Background information
- Born: 12 February 1983 (age 43) Zagreb, SR Croatia, SFR Yugoslavia
- Occupation: Cellist
- Instrument: Cello
- Labels: Croatia; Hit;
- Website: www.anarucner.com

= Ana Rucner =

Croatian cellist (born 1983)

Ana Rucner (born 12 February 1983) is a Croatian cellist. She represented Bosnia and Herzegovina in the Eurovision Song Contest 2016 with Dalal Midhat-Talakić, Deen and Jasmin Fazlić Jala with the song "Ljubav je" performing it on 10 May 2016 in the first semi-final but failed to qualify to the final.

In the 2017 Zagreb local elections Rucner was elected member of the Zagreb City Assembly as a candidate of Milan Bandić's party list.

[Dataset items]
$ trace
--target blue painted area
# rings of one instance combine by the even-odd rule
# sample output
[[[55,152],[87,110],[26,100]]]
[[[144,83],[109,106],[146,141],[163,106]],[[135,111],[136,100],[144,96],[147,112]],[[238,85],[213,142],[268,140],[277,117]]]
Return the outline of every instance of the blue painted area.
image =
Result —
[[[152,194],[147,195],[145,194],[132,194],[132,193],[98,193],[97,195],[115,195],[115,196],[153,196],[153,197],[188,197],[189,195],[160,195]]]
* * *
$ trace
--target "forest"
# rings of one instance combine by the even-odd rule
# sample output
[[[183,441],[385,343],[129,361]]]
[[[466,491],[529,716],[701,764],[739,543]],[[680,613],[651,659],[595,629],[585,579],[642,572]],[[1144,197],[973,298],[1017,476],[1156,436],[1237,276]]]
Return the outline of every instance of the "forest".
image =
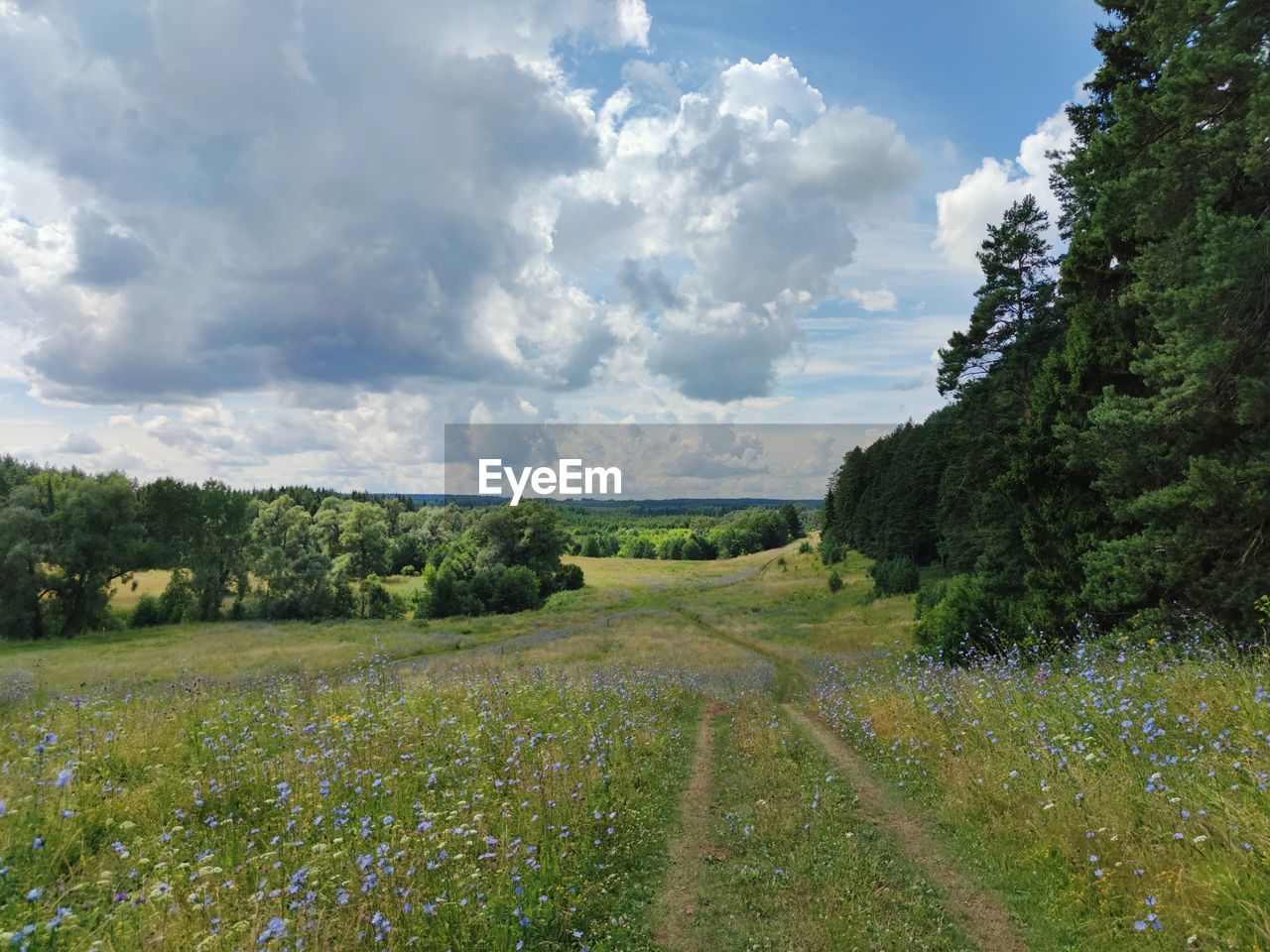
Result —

What is asked.
[a] Answer these questions from the Ana Rucner text.
(i) Which country did Rucner represent in the Eurovision Song Contest 2016?
(ii) On what date did she perform "Ljubav je" in the first semi-final?
(iii) To what body was she elected in the 2017 Zagreb local elections?
[b] Please write out the Ana Rucner text from "Ana Rucner (born" up to and including "to the final.".
[c] Translate this sentence from the Ana Rucner text into Spanish: "In the 2017 Zagreb local elections Rucner was elected member of the Zagreb City Assembly as a candidate of Milan Bandić's party list."

Problem solutions.
[a]
(i) Bosnia and Herzegovina
(ii) 10 May 2016
(iii) The Zagreb City Assembly

[b]
Ana Rucner (born 12 February 1983) is a Croatian cellist. She represented Bosnia and Herzegovina in the Eurovision Song Contest 2016 with Dalal Midhat-Talakić, Deen and Jasmin Fazlić Jala with the song "Ljubav je" performing it on 10 May 2016 in the first semi-final but failed to qualify to the final.

[c] En las elecciones locales de Zagreb de 2017, Rucner fue elegida miembro de la Asamblea Municipal de Zagreb como candidata de la lista del partido de Milan Bandić.